EXERCISE REQUIREMENTS ::
Convert the material from the line with "of trees in" through the line with "pixel 369 185" into a two-column CSV with the headers input and output. Give one row per input with its answer in output, put each field in quotes, and replace line breaks with spaces.

MATERIAL FOR THIS TASK ::
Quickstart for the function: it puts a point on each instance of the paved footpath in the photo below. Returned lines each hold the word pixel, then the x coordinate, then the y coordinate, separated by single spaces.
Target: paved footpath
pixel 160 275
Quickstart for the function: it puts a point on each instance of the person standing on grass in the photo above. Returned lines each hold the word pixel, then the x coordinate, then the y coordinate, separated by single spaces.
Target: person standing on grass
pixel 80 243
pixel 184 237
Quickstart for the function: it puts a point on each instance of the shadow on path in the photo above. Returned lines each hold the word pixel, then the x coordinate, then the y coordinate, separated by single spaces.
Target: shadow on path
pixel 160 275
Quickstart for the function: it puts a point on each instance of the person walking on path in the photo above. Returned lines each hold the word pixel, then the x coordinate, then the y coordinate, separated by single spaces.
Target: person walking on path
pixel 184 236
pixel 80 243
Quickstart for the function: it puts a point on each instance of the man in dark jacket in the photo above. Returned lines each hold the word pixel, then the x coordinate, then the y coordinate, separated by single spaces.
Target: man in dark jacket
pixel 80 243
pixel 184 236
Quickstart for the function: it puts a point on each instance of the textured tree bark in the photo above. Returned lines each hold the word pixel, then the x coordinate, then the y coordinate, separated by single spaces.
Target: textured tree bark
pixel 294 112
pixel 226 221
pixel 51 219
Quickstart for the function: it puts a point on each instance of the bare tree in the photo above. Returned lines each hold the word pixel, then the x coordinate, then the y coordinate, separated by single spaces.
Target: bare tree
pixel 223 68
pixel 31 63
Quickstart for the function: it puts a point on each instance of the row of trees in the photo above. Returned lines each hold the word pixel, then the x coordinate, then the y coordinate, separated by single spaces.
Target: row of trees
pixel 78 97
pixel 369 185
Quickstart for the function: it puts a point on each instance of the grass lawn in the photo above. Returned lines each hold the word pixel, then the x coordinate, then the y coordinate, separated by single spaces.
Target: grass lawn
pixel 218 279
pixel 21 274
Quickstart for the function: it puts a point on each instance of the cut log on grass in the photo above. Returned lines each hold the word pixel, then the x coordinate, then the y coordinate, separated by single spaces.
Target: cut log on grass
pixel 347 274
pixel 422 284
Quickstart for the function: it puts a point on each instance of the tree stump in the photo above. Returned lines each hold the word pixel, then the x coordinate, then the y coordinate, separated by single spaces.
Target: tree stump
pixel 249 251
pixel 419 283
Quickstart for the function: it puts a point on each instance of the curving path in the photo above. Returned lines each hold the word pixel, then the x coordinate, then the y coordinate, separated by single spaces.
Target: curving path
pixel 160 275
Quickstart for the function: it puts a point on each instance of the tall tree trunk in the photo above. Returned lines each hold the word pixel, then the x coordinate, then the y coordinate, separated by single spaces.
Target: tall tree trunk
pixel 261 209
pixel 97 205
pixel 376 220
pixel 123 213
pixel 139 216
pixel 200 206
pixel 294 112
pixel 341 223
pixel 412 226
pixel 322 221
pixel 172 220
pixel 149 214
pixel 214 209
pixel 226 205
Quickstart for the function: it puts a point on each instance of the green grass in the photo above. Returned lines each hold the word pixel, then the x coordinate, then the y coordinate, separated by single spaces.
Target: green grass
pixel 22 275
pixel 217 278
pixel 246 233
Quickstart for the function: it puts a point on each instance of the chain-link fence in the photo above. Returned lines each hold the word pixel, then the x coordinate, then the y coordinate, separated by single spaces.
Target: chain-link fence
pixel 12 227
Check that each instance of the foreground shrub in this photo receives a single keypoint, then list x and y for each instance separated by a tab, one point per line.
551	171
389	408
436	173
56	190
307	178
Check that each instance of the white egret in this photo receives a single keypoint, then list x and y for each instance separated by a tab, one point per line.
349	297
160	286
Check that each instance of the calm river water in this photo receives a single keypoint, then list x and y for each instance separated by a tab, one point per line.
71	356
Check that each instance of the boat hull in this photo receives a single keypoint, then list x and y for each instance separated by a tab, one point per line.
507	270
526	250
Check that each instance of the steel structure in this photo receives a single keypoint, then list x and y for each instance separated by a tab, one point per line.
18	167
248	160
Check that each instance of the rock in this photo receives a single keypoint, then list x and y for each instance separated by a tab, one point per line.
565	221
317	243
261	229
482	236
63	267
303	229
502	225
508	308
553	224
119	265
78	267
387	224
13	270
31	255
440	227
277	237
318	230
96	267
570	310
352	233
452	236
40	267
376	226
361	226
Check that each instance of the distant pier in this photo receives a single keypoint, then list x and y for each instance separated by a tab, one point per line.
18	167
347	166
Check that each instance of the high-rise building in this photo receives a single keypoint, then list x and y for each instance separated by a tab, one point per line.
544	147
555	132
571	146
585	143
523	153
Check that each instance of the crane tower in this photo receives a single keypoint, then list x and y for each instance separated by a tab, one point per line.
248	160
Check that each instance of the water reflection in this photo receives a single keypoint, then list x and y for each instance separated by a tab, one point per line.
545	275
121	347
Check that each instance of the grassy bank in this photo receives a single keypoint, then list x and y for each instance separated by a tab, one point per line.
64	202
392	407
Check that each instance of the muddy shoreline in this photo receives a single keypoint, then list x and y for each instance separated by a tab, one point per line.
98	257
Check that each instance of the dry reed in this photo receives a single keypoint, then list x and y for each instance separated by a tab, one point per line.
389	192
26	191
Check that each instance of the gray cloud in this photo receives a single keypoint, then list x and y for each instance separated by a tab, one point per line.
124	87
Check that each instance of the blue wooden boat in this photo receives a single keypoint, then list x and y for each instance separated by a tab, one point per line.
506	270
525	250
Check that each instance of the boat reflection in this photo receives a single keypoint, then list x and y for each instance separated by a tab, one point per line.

WORKED ANSWER ::
input,output
"Quickstart for the function: it puts a point on each instance of the row of trees in the photo above. Returned lines each hold the word pixel, then the x coordinate, then the y coordinate, separated by single spaces. Target: row of trees","pixel 78 97 pixel 369 185"